# Required work
For the data below, restate word for word only the lines from the line containing "surface in the photo above." through the line containing "leather sandal in the photo above.", both ends included.

# Exercise inputs
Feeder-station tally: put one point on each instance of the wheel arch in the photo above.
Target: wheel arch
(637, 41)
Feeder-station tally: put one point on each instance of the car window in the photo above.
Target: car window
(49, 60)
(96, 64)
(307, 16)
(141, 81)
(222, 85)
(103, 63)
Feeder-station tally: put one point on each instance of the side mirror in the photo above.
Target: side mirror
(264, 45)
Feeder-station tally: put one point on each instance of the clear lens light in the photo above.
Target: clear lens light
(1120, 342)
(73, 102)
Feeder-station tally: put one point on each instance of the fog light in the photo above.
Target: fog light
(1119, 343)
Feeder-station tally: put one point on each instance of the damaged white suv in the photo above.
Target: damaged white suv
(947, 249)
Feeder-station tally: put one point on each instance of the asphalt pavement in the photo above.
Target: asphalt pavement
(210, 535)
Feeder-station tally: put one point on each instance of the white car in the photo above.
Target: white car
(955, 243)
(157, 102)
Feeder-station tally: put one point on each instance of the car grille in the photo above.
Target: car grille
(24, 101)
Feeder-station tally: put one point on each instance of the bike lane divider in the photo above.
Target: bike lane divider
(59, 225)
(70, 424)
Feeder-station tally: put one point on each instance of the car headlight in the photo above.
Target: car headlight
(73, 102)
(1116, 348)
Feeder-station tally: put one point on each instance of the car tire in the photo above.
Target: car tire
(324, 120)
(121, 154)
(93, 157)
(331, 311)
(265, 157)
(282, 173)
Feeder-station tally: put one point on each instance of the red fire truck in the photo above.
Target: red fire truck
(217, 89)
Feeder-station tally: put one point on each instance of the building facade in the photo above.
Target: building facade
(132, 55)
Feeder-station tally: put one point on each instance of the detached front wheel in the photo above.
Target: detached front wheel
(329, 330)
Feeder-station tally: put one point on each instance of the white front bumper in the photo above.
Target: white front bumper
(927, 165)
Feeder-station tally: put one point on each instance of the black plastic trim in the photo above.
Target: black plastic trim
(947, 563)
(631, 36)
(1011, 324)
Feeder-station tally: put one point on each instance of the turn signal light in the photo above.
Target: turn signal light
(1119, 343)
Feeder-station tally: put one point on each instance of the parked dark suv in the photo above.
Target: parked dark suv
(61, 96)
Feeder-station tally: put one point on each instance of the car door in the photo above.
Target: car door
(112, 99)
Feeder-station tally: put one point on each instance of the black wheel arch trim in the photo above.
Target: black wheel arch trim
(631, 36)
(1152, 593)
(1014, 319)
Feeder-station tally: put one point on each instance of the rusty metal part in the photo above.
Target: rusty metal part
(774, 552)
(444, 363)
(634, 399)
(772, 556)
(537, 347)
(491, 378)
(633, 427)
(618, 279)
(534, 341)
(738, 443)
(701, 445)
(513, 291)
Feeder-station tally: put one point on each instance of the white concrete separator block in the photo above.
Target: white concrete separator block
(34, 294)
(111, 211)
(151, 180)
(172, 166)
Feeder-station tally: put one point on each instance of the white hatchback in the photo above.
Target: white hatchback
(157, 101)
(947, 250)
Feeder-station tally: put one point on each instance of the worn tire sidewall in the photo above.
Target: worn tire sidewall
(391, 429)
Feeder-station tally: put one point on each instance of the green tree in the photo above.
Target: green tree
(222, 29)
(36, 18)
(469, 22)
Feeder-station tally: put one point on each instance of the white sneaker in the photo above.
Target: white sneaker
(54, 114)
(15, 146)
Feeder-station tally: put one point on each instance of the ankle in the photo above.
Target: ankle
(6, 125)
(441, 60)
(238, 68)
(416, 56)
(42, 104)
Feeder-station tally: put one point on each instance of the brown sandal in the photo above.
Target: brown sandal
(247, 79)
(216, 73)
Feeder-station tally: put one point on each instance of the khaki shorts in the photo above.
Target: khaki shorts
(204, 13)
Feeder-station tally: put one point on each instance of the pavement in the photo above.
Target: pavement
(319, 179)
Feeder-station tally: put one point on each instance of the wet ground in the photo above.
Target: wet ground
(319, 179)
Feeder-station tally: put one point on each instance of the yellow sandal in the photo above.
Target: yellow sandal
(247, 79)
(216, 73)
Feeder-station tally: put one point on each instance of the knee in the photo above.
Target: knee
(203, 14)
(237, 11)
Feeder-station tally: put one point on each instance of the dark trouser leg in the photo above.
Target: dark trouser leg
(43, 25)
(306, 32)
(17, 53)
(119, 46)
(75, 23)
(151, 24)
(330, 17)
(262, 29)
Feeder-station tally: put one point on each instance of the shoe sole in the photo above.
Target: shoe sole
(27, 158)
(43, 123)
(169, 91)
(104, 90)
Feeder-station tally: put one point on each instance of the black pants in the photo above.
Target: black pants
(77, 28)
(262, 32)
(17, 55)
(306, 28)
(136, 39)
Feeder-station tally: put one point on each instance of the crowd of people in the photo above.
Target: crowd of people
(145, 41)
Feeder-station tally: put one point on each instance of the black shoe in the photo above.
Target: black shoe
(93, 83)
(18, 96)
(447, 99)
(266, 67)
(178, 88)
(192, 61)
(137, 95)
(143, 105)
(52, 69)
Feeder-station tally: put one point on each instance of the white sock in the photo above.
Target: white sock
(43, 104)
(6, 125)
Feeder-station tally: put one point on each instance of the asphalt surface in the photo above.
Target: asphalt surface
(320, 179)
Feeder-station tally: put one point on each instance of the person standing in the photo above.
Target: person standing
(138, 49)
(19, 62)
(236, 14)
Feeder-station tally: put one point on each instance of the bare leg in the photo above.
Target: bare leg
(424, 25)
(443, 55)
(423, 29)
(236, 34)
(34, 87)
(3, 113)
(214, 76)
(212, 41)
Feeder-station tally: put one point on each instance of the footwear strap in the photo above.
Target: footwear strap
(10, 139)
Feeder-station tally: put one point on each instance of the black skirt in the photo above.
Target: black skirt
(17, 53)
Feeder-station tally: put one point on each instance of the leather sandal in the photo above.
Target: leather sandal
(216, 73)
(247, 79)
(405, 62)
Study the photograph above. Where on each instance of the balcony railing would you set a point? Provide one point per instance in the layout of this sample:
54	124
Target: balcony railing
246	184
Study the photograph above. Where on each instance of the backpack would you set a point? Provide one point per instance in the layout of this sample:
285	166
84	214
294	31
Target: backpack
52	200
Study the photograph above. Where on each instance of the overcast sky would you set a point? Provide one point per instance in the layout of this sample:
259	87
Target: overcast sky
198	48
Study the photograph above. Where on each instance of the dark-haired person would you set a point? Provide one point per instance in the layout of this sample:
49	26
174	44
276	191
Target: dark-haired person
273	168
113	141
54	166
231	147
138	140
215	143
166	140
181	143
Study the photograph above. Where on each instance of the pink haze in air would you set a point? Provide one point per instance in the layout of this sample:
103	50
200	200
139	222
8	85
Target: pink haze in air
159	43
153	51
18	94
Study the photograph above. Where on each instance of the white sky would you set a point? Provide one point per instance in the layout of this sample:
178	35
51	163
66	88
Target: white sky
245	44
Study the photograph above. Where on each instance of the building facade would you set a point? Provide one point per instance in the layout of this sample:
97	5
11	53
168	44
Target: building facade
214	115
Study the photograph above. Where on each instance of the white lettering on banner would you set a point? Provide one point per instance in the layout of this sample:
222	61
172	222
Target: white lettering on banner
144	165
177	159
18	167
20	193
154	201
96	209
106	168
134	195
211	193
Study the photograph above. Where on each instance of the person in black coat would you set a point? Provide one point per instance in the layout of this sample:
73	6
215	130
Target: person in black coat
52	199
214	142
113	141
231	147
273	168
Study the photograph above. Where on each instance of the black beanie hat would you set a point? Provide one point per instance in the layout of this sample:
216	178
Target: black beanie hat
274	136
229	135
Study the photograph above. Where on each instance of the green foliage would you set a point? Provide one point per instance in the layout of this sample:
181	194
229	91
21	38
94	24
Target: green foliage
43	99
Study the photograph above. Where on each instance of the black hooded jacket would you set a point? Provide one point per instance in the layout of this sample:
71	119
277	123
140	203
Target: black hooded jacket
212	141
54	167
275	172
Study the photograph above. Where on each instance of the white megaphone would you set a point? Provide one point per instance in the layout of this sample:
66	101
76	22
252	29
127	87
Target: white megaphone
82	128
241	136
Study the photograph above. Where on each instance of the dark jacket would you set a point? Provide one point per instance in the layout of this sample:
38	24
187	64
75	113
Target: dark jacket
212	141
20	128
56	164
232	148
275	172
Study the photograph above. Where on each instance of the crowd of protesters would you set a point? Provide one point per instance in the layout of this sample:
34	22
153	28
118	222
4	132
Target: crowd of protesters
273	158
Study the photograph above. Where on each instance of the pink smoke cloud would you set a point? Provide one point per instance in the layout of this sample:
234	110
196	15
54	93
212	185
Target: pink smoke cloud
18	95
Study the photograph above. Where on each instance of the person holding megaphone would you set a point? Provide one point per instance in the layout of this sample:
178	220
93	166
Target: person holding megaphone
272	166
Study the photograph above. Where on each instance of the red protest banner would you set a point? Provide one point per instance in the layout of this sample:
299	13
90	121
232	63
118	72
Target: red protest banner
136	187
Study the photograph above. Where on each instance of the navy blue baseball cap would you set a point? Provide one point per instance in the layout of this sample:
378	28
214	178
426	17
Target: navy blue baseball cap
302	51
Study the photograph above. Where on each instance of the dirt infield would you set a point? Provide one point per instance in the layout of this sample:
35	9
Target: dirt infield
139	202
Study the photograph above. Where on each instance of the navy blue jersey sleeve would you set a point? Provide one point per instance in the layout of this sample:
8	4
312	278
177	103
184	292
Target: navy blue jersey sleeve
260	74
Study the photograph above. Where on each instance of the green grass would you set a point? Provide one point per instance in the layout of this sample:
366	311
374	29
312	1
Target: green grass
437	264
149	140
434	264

# Solved problem
Feeder-station tally: put one point on each instance of the asphalt surface in the photo above.
Target: asphalt surface
(320, 179)
Feeder-station tally: put one point on each instance of the person standing in the photo above.
Target: person standing
(138, 49)
(19, 62)
(236, 14)
Feeder-station tally: put one point on each instance of the bare leg in the photo above.
Target: bare leg
(424, 25)
(443, 55)
(423, 29)
(236, 34)
(34, 87)
(3, 113)
(214, 76)
(212, 41)
Feeder-station tally: put one point on each instance of the footwear strap in the photo above.
Target: footwear strap
(10, 139)
Feeder-station tally: put one point on each instance of the black skirt in the photo above.
Target: black skirt
(17, 53)
Feeder-station tally: put one point on each instance of the leather sandal in the photo above.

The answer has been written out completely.